Directions for this task: Reproduce everything from the line containing "Where can the tv" down to the line containing "column 276, row 923", changing "snow patch on grass" to "frost patch on lawn" and leaving all else unchanged. Return only those lines.
* begin *
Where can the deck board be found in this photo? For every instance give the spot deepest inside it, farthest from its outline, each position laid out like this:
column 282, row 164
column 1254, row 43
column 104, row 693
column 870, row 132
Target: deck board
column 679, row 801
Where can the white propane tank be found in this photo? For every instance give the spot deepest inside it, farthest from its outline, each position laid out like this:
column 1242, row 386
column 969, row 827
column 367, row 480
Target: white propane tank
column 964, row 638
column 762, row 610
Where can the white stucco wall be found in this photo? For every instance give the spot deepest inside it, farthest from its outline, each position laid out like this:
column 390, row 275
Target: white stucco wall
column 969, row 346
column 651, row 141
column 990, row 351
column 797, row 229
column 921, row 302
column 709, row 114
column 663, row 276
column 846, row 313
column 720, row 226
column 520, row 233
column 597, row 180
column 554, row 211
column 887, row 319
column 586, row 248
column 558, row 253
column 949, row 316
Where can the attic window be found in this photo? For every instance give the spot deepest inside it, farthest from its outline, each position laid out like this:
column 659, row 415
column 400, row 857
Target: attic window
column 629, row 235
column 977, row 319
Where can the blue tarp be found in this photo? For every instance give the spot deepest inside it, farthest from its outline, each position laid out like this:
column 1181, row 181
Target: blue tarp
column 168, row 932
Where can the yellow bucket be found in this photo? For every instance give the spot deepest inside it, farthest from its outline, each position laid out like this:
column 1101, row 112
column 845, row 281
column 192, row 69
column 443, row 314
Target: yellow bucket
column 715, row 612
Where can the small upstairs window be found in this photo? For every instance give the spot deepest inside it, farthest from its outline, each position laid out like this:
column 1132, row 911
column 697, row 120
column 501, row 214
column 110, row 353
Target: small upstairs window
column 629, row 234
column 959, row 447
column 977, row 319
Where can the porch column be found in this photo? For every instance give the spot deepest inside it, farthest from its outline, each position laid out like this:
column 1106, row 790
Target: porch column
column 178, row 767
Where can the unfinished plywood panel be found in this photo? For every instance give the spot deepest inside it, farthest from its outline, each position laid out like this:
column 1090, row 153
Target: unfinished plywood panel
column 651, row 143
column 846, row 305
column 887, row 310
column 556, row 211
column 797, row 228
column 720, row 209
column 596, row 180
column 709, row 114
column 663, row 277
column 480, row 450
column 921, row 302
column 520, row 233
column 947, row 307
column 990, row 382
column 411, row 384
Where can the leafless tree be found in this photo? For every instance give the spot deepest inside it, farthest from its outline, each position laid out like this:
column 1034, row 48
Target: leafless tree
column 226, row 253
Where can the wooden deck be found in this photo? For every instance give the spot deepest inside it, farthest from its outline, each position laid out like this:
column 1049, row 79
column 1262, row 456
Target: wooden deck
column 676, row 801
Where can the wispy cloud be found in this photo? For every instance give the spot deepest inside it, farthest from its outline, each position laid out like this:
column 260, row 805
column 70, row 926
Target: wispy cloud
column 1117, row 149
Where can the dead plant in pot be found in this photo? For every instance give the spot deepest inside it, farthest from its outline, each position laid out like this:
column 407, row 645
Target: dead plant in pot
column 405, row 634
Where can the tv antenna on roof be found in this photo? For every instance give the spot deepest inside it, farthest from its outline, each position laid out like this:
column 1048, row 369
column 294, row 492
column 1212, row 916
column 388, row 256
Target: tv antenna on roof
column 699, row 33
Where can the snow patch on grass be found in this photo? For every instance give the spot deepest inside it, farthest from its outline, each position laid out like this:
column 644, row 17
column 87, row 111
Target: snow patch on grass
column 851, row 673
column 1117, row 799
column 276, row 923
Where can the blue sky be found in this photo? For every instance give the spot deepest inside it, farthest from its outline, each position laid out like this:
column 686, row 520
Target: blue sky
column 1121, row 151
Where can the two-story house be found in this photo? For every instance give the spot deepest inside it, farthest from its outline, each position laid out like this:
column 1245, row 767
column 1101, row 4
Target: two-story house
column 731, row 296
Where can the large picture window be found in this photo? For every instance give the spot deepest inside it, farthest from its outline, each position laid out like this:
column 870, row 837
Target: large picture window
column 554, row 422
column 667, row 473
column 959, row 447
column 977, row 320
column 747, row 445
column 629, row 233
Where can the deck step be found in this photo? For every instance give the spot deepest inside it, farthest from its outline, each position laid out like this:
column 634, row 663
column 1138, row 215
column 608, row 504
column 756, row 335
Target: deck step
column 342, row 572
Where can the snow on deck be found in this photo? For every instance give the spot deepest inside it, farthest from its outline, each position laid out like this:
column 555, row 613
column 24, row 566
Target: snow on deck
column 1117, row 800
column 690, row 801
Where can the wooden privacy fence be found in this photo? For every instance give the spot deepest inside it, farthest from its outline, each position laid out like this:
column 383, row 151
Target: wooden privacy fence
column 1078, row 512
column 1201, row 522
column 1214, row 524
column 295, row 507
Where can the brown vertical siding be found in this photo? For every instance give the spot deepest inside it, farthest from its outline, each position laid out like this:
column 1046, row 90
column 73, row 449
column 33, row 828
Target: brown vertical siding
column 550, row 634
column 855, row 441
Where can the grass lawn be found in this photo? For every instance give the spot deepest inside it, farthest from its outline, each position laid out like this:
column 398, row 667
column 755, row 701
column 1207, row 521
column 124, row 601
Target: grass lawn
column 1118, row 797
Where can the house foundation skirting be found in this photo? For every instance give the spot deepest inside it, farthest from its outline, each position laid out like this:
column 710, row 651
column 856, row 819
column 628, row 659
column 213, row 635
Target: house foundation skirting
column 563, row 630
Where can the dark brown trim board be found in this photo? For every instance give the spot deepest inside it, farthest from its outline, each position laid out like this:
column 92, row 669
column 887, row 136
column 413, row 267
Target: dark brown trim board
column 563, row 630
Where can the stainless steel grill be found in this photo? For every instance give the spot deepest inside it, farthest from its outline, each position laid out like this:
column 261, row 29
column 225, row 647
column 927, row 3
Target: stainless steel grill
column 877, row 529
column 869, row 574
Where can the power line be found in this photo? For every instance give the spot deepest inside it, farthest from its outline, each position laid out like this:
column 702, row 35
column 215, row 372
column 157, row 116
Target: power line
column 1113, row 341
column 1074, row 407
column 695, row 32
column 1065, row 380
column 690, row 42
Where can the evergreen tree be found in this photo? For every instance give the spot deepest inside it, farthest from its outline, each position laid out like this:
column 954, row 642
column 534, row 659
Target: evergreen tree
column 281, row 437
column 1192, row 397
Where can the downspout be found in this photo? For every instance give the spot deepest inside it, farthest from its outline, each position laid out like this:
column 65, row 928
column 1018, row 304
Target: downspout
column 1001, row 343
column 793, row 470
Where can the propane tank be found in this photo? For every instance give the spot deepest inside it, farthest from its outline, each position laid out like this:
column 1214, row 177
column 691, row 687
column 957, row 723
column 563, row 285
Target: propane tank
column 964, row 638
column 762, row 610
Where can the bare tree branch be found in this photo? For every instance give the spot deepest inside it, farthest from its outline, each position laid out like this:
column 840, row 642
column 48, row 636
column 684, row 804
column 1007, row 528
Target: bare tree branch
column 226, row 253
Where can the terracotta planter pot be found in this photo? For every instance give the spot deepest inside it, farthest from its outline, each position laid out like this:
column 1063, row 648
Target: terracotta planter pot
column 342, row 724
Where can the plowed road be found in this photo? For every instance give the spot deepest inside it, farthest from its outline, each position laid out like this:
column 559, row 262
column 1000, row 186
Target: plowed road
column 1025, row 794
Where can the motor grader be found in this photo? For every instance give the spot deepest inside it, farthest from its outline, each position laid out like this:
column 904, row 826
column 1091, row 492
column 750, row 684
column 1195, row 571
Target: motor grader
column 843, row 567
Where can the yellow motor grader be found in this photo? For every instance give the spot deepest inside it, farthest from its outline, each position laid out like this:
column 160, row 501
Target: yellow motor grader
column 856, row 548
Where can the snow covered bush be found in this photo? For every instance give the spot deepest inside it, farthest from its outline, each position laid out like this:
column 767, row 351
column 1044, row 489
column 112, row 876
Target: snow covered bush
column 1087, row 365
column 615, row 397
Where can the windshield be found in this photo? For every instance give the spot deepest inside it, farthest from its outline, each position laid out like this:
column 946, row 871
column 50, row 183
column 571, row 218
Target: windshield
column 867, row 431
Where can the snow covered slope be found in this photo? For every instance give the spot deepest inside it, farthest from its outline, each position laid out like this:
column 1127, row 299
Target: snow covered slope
* end *
Exercise answer:
Where can the tv antenna on roof be found in this photo? For every instance give the spot deepest inside it, farthest from its outline, each position laid out like this:
column 1048, row 369
column 294, row 492
column 1212, row 916
column 388, row 256
Target: tv antenna on roof
column 699, row 33
Where can the frost patch on lawn be found in this photo? For every instance give the spot deepest inside it, farthest from its outline, each position laid out like this:
column 644, row 17
column 87, row 111
Target: frost patch on lawn
column 851, row 673
column 1117, row 799
column 276, row 923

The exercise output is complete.